=== GIVEN TEXT ===
____
We move around the room, reading through our renditions, discussing the process. Again and again I find myself hearing the word "lost." "I think I lost the sense in this passage," "I lost track of time," "I lost a lot of sleep over this, and I still don't know quite what it means." And I think back to the first time I encountered the poem in German, as a twenty-seven-year old. Back then, all of this lostness—the time, the sense, the sleep—was mine, too, in the rented room where I read and re-read it alone, long after dark. That night-mood has entered our classroom on a sunny Wednesday morning. I'm not sure what more I could want from the exercise, what more I could have hoped for.     


I copy and hand to the same class of seniors a poem in English, a language that all of them speak very well by this point—a poem of sixty lines by Roy Fisher, "The Thing About Joe Sullivan." 

Fisher's poem examines a form of translation so mundane that we hardly even think to call it what it is: I mean musical performance, whether the player is working from a score or, as in this particular poem, imitating the characteristic improvisatory style of a midcentury jazz pianist. To my mind, the poem is a miracle—at once describing and inhabiting the process of translation, with the ground-bass regularity of Fisher's unrhymed couplets jarring against the wild, spontaneous tossing of his phrases: Fisher describes (and enacts) the way that Sullivan will 


     amble, and stride over

     gulfs of his own leaving, perilously


     toppling octaves down to where

     the chords grow fat again


     and ride hard-edged, most lucidly 

     voiced, and in good inversions even when


     the piano seems at risk of being

     hammered the next second into scrap.
____
=== MATERIAL FOR THIS EXERCISE ===

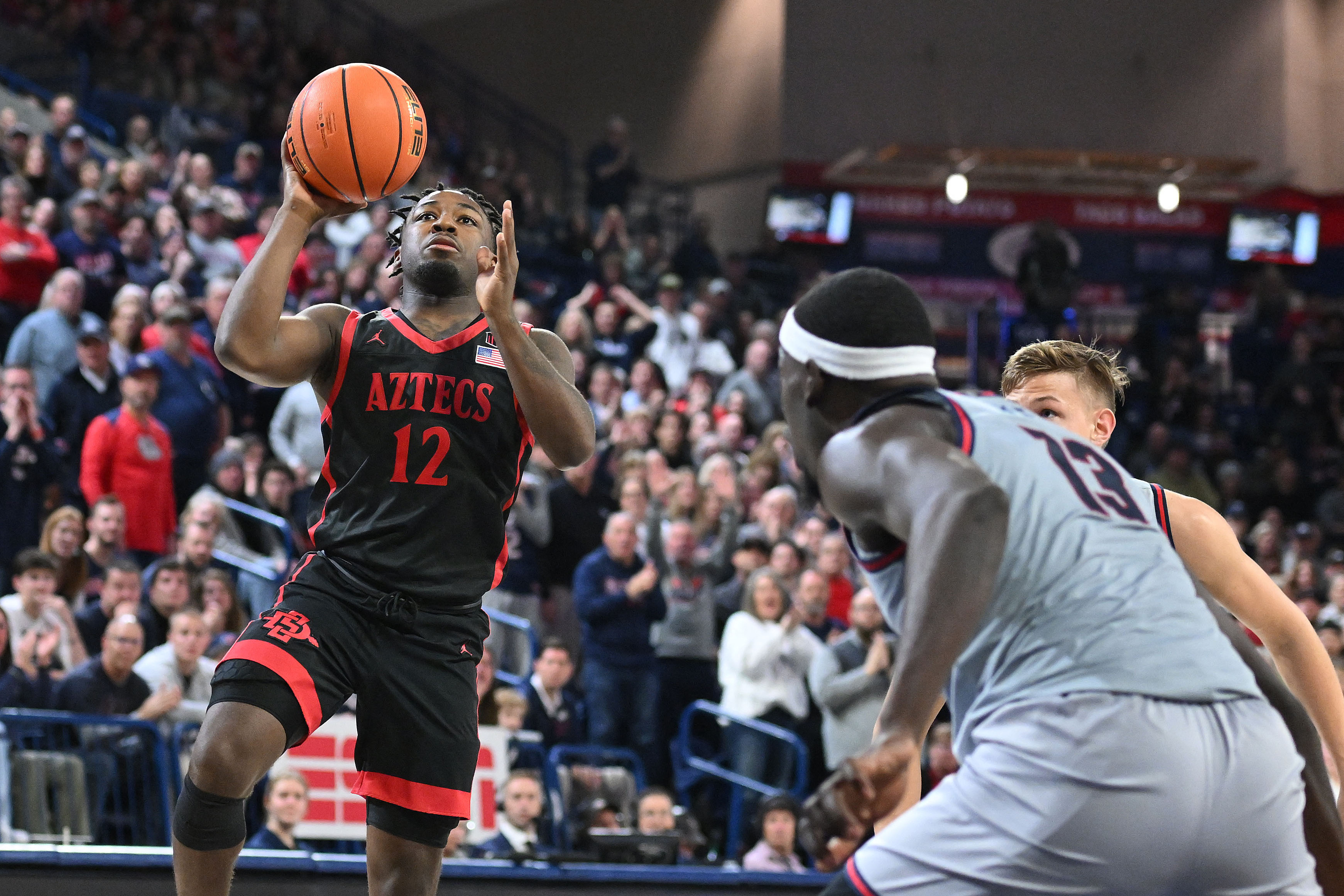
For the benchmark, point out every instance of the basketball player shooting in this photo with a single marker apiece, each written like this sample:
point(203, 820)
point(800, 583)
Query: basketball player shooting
point(1111, 739)
point(431, 416)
____
=== EXERCISE SET ===
1) Duplicate the stretch of the passage on translation above, from "toppling octaves down" through "second into scrap.".
2) Format the listing above as a numbered list, one line per item, with blank lines left out. Omit the pictures from your answer.

=== SOLUTIONS ===
1)
toppling octaves down to where

     the chords grow fat again


     and ride hard-edged, most lucidly 

     voiced, and in good inversions even when


     the piano seems at risk of being

     hammered the next second into scrap.

2)
1. For the benchmark, point out every instance of the basketball player shooting in this photo with a single marker apiece, each written like this sample:
2. point(203, 820)
3. point(800, 583)
4. Query: basketball player shooting
5. point(1111, 739)
6. point(431, 416)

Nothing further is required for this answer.